**Source document**.

Capital and Development: Coping with the Carry Trade

Jayati Ghosh

Once again, emerging markets have become the (often unwilling) “beneficiaries” of a surge in private capital flows. Once again, this is not really being used within most receiving economies, since they continue to add to their external reserves. And once again, this is creating additional and often complicated problems of macroeconomic management, with conflicts between different domestic goals.

Some of this renewed capital inflow relates to the perceptions of private investors about better long term economic growth prospects in countries like China, India, Brazil and so on. But much of this is simply what is known as the “carry-trade”, which is essentially the attempt to benefit from different rates of return on assets in different currencies.

This is not a new tendency – for example, in the late 1990s, the Japanese yen carry trade (which was based on interest rate arbitrage) caused significant exchange rate movements that affected its trade partners adversely. Today’s basic source of the carry trade is the US economy. This results from the very loose monetary policy that was part of the stimulus package, with low interest rates, easy credit policies and “quantitative easing” (which is the current euphemism for deficit financing in the form of money creation). These have all provided a significant increase in access to funds at very low nominal interest rates that are actually negative in real terms, because they are well below expected inflation.

As a result, the big players in international capital markets – banks, mutual funds, hedge funds and the like – have renewed risk appetite and are making forays into emerging markets (mostly through portfolio flows) as well as into commodity markets (mostly in the futures markets). In the past one year there has been a near doubling of net private capital flows into emerging markets.

As usual, the money does not flow to countries that really need it. So countries with balance of payments problems and a tight foreign exchange constraint – such as Pakistan or Sri Lanka, for example – are still forced to go to the IMF and undergo strenuous pro-cyclical adjustment measures. Instead, countries that experienced less impact of the global crisis, or recovered relatively quickly, and have good growth prospects and fewer current balance of payments difficulties, are the ones being favoured. Most of the inflows are in the form of portfolio flows that have contributed significantly to pushing up stock market indices.

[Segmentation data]

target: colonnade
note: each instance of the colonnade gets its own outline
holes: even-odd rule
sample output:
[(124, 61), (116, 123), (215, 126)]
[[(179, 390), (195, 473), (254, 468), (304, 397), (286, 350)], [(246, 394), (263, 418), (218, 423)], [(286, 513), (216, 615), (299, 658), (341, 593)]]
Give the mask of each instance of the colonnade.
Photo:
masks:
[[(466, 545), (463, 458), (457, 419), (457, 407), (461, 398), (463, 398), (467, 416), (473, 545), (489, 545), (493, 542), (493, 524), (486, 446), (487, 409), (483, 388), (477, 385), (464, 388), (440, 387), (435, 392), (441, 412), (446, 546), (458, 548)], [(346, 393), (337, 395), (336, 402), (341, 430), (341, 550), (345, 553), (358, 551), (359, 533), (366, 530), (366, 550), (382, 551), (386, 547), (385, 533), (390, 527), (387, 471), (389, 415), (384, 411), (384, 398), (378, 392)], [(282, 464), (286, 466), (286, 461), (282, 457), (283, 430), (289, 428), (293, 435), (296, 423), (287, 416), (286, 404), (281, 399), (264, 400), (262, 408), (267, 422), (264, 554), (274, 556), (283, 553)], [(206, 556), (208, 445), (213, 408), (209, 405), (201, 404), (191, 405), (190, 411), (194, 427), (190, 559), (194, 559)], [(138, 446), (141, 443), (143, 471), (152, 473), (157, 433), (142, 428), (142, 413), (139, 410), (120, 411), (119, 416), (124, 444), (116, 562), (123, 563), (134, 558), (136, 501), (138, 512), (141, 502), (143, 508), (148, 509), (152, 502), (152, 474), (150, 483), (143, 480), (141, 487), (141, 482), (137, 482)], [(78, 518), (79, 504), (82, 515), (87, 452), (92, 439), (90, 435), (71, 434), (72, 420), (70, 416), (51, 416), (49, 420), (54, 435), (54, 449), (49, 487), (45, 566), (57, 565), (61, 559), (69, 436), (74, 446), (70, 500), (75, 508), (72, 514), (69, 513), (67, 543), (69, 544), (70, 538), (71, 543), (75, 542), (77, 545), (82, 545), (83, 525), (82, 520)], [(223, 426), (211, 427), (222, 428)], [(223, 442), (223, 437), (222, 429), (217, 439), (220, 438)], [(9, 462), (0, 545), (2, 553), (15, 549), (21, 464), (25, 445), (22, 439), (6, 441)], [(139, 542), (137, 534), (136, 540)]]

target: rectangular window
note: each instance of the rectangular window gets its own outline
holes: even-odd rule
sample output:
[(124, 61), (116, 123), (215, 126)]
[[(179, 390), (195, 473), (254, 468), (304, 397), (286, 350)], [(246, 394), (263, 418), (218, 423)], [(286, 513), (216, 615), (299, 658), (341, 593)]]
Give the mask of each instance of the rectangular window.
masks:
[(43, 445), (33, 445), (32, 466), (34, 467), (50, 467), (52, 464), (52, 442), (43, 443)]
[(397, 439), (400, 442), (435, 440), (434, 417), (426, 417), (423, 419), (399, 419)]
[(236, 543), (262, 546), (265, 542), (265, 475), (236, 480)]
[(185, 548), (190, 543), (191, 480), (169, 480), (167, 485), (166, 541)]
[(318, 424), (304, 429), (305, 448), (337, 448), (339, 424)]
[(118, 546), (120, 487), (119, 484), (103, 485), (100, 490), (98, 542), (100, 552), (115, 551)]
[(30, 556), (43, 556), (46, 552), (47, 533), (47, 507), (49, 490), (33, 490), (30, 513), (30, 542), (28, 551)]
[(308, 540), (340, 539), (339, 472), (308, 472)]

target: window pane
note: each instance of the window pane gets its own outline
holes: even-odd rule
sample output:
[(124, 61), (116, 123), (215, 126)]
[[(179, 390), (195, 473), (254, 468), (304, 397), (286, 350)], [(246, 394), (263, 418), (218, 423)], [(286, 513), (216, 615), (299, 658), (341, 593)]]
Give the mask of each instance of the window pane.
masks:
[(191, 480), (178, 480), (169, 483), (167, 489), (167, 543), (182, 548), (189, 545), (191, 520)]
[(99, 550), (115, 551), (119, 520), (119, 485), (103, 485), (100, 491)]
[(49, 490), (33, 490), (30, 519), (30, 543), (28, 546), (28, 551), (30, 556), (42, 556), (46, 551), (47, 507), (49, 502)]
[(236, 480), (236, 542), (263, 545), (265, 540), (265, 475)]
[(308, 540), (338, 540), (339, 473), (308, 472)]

**Request**.
Copy out the full carry trade article word for word, from its title to its last sentence.

**Correct response**.
Capital and Development: Coping with the Carry Trade

Jayati Ghosh

Once again, emerging markets have become the (often unwilling) “beneficiaries” of a surge in private capital flows. Once again, this is not really being used within most receiving economies, since they continue to add to their external reserves. And once again, this is creating additional and often complicated problems of macroeconomic management, with conflicts between different domestic goals.

Some of this renewed capital inflow relates to the perceptions of private investors about better long term economic growth prospects in countries like China, India, Brazil and so on. But much of this is simply what is known as the “carry-trade”, which is essentially the attempt to benefit from different rates of return on assets in different currencies.

This is not a new tendency – for example, in the late 1990s, the Japanese yen carry trade (which was based on interest rate arbitrage) caused significant exchange rate movements that affected its trade partners adversely. Today’s basic source of the carry trade is the US economy. This results from the very loose monetary policy that was part of the stimulus package, with low interest rates, easy credit policies and “quantitative easing” (which is the current euphemism for deficit financing in the form of money creation). These have all provided a significant increase in access to funds at very low nominal interest rates that are actually negative in real terms, because they are well below expected inflation.

As a result, the big players in international capital markets – banks, mutual funds, hedge funds and the like – have renewed risk appetite and are making forays into emerging markets (mostly through portfolio flows) as well as into commodity markets (mostly in the futures markets). In the past one year there has been a near doubling of net private capital flows into emerging markets.

As usual, the money does not flow to countries that really need it. So countries with balance of payments problems and a tight foreign exchange constraint – such as Pakistan or Sri Lanka, for example – are still forced to go to the IMF and undergo strenuous pro-cyclical adjustment measures. Instead, countries that experienced less impact of the global crisis, or recovered relatively quickly, and have good growth prospects and fewer current balance of payments difficulties, are the ones being favoured. Most of the inflows are in the form of portfolio flows that have contributed significantly to pushing up stock market indices.